# RECORD SET

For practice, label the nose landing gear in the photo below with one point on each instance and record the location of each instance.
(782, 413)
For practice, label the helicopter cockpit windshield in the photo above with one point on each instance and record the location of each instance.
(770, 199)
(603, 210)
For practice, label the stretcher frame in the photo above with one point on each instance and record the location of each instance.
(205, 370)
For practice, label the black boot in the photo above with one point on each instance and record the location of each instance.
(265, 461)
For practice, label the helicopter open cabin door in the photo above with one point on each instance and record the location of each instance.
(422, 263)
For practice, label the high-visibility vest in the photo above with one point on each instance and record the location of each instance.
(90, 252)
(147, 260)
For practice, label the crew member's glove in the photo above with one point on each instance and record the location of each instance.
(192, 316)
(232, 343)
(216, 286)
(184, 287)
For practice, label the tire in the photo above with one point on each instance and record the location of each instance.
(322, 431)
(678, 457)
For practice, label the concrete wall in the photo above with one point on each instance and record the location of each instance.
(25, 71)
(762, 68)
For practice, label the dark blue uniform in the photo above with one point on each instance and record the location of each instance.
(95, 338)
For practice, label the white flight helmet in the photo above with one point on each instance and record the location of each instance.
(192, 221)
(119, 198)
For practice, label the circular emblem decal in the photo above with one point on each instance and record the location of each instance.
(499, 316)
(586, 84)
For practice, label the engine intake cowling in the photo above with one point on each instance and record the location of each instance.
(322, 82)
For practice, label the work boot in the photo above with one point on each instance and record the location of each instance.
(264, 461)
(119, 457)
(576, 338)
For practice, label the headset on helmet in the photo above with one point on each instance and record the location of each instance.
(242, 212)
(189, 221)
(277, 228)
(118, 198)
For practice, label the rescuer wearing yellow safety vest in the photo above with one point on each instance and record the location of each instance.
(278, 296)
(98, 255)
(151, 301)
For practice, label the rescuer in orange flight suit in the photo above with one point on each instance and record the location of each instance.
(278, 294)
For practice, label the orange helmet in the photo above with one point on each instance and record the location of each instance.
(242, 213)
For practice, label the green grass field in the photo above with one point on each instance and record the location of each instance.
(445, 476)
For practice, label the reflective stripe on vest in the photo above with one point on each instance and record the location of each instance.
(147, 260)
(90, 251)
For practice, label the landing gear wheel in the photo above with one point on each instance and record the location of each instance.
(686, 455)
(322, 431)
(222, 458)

# EXERCISE OBJECTIVE
Produce an exact copy of every entry above.

# THE SOLUTION
For practice, label the nose landing gear in the photo below with one point on each instance and record the location of each instance.
(782, 413)
For practice, label the helicopter cockpit windshield in the photo above with one point on each instance and record the location of each instance.
(770, 199)
(603, 210)
For practice, label the stretcher frame in the photo above with one point on each instance and record the location of each instance.
(205, 370)
For practice, label the black boot in the photo above with one point on each instance and record the location of each instance.
(265, 461)
For practice, label the helicopter open cabin door in the photo above with one point on each instance and record the location of each instance.
(422, 263)
For practice, label the high-visibility vest in the photo above with one point on each instance and record the location of each instance.
(90, 252)
(147, 260)
For practice, label the crew member's glove in the photo above with one point on each instance and record the location of each instance.
(192, 316)
(232, 343)
(216, 286)
(184, 287)
For practice, label the tire in the photo above with one point on each instance and record the location of each instance.
(322, 431)
(678, 457)
For practice, label the concrete wall in the photo above with one point on each instance and record the location of each instance.
(25, 71)
(762, 68)
For practice, label the dark blue uniform in the photo above with one point on each instance and record the location of each instance.
(95, 338)
For practice, label the white flight helmet in the photo above with one point on each instance and record the location of each instance.
(192, 221)
(119, 198)
For practice, label the circular emblem decal in the photo above with one point on each instance and record the location of each instance.
(499, 316)
(586, 84)
For practice, label the engine intake cowling in the photo above with one point on each instance and record the location of each instance.
(322, 82)
For practice, label the work boot in the photo above with one point on each instance and record the location of each instance.
(264, 461)
(119, 457)
(576, 338)
For practice, label the headset on helmet in the photo above with one point on each instance and record the location of each instance.
(242, 212)
(189, 221)
(277, 228)
(118, 198)
For practice, label the rescuer wearing yellow safety vest in the photo above with one point on each instance and record the location of each instance.
(278, 296)
(98, 255)
(151, 301)
For practice, label the rescuer in orange flight suit in the photo above with one point on each instance and record the location of each instance.
(278, 294)
For practice, label the orange helmet in the photo above with one point on each instance and record the location of each instance.
(242, 213)
For practice, label the green grass field in the photo above with one point on each instance and record the location of each instance.
(445, 476)
For practice, label the reflective stripe on vest in the photo above with one point on each instance and record the location of each instance.
(147, 260)
(90, 251)
For practice, label the landing gear wheel in the photo above with one point on each instance and record the location of each instance.
(686, 455)
(322, 431)
(222, 458)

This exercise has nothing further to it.